We bedanken hem uitvoerig en hij zegt: ‘Als jullie meer willen weten of als er problemen zijn, bel me. Denk aan onze wapenspreuk: Domecq oblige.’ We zwaaien hem na, maar voordat we het hotel binnenstappen, zie ik hem verzuchten: ‘Was dat nou een schrijver?’

Het motregent zachtjes als we op ons balkon genieten van het ijs dat we de roomservice hebben laten brengen. Daar worden we héél opgewonden van, van roomservice. We voeren een discussie over het verhaal dat ik moet schrijven, over ‘integriteit’, ‘principes’, ‘oratio pro domecq’, ‘kritische instelling’, ’this story is sponsored by La Ina’, ‘wiens brood men eet, diens woord men spreekt’ en meer van de dingen die Arwen tijdens haar studie trouwhartig heeft opgestoken en bereid is te vuur en te zwaard te verdedigen. Later vraagt ze (en ik vind het typisch iets voor een vrouw om die vraag te stellen): ‘Als jij niet naar Spanje had gehoeven, hadden wij hier nu dan gezeten?’

De derde dag

De Spanische Pünktlichkeit indachtig worden we om negen uur ’s ochtends ruw uit ons bed gebeld omdat de huurauto beneden staat.

Ik vraag of ze de sleutels van de wagen bij de receptie willen achterlaten, maar zo makkelijk gaat dat niet. Ongewassen sta ik vijf minuten later te onderhandelen met de man van het verhuurbedrijf. Hij wil dat ik de wagen betaal, maar ik zeg dat dit op een misverstand moet berusten. Ik probeer Xavier Domecq te bellen, die echter niet te bereiken is. De Avis-man (het blijven natuurlijk allemaal kleine Franco’tjes) begint zich op te winden en het lijkt of hij mij het liefst door de Guardia Civil wil laten martelen. Pesetas moet hij zien, hard cash, creditcards. Net als ik begin te zweten en op het punt sta de wagen toch maar zelf te betalen, staat plotseling Xavier ‘Pappa’ Domecq in de hal van het hotel. Uitgelaten roep ik zijn naam en leg ik uit wat er aan de hand is. Hoewel ik me voorstel dat hij zijn emoties liever niet wil tonen, komt in deze rustige, gedistingeerde man toch even de ware Spanjaard boven: hij wendt zich tot de autoverhuurder en blaft hem zo genadeloos af dat deze mij angstig buigend de autosleutels geeft. Gehaast ontvlucht de man het hotel. Onmiddellijk is Xavier Domecq weer de voornaamheid zelve. Hij geeft mij glimlachend een hoofdknik en begroet de zakenman voor wie hij aanvankelijk naar het hotel is gekomen.

> **Gegeven items**:

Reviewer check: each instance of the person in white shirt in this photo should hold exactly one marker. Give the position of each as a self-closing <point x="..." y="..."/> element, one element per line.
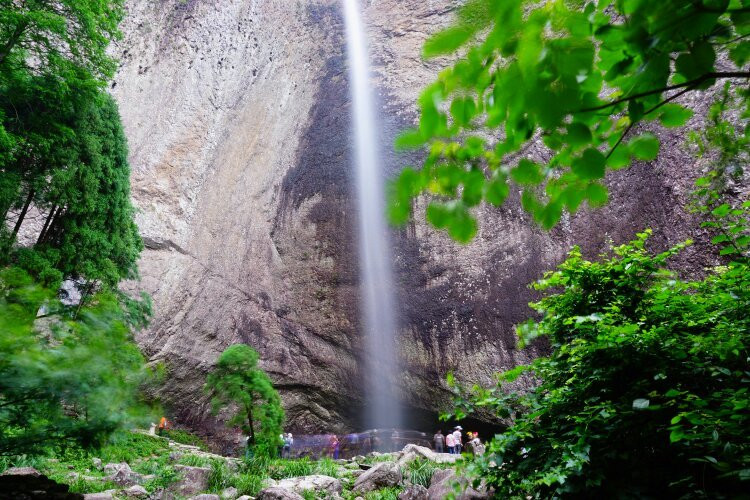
<point x="457" y="439"/>
<point x="450" y="443"/>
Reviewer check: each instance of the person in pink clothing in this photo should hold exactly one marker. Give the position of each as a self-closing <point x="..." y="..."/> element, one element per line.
<point x="450" y="443"/>
<point x="457" y="439"/>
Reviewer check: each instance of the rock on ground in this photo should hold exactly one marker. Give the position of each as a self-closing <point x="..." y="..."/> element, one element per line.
<point x="317" y="483"/>
<point x="136" y="491"/>
<point x="194" y="480"/>
<point x="442" y="485"/>
<point x="414" y="492"/>
<point x="229" y="494"/>
<point x="276" y="493"/>
<point x="424" y="452"/>
<point x="382" y="475"/>
<point x="102" y="495"/>
<point x="29" y="483"/>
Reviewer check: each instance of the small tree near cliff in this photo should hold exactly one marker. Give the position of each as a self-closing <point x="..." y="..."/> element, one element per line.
<point x="238" y="382"/>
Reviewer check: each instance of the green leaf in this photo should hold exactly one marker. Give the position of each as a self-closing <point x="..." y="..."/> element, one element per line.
<point x="644" y="147"/>
<point x="674" y="115"/>
<point x="596" y="194"/>
<point x="721" y="211"/>
<point x="740" y="53"/>
<point x="640" y="404"/>
<point x="590" y="165"/>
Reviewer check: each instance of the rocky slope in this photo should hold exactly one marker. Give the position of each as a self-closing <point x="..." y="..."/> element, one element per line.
<point x="237" y="113"/>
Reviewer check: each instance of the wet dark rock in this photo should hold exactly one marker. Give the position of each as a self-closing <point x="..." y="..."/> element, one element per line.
<point x="27" y="483"/>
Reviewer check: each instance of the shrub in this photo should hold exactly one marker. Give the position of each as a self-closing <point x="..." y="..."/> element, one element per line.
<point x="646" y="391"/>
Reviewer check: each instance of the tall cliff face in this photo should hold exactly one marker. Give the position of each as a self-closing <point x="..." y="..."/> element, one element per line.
<point x="237" y="114"/>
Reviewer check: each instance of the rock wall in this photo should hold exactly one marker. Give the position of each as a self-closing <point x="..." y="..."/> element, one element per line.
<point x="237" y="114"/>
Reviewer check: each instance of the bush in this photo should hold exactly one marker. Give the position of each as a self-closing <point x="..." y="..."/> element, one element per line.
<point x="420" y="471"/>
<point x="67" y="377"/>
<point x="647" y="389"/>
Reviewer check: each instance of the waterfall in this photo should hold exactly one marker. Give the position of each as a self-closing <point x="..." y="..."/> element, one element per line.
<point x="382" y="405"/>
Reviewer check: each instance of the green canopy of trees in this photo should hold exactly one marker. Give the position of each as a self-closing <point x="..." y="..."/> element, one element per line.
<point x="576" y="76"/>
<point x="62" y="147"/>
<point x="238" y="384"/>
<point x="67" y="376"/>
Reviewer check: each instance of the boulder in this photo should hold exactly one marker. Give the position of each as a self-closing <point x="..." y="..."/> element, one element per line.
<point x="112" y="468"/>
<point x="317" y="483"/>
<point x="135" y="491"/>
<point x="382" y="475"/>
<point x="444" y="481"/>
<point x="229" y="494"/>
<point x="193" y="481"/>
<point x="102" y="495"/>
<point x="276" y="493"/>
<point x="22" y="471"/>
<point x="413" y="492"/>
<point x="413" y="450"/>
<point x="29" y="483"/>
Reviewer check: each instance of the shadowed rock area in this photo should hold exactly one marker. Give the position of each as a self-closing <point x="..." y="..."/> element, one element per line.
<point x="237" y="115"/>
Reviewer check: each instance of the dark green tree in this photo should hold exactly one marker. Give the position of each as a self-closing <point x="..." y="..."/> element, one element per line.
<point x="55" y="36"/>
<point x="646" y="393"/>
<point x="239" y="384"/>
<point x="577" y="76"/>
<point x="64" y="380"/>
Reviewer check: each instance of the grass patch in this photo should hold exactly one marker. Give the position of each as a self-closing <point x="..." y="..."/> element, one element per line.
<point x="384" y="494"/>
<point x="327" y="467"/>
<point x="195" y="461"/>
<point x="220" y="477"/>
<point x="420" y="471"/>
<point x="165" y="477"/>
<point x="248" y="484"/>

> **Opdracht**:
Beantwoord kort op basis van de tekst:
(a) Welke wapenspreuk noemt Domecq bij het afscheid voor het hotel?
(b) Wat eten de twee op hun balkon terwijl het motregent?
(c) Om hoe laat worden ze op de derde dag uit bed gebeld?
Baseer je uitsluitend op de tekst.

> **Antwoord**:
(a) Domecq oblige.
(b) IJs dat de roomservice heeft gebracht.
(c) Om negen uur 's ochtends.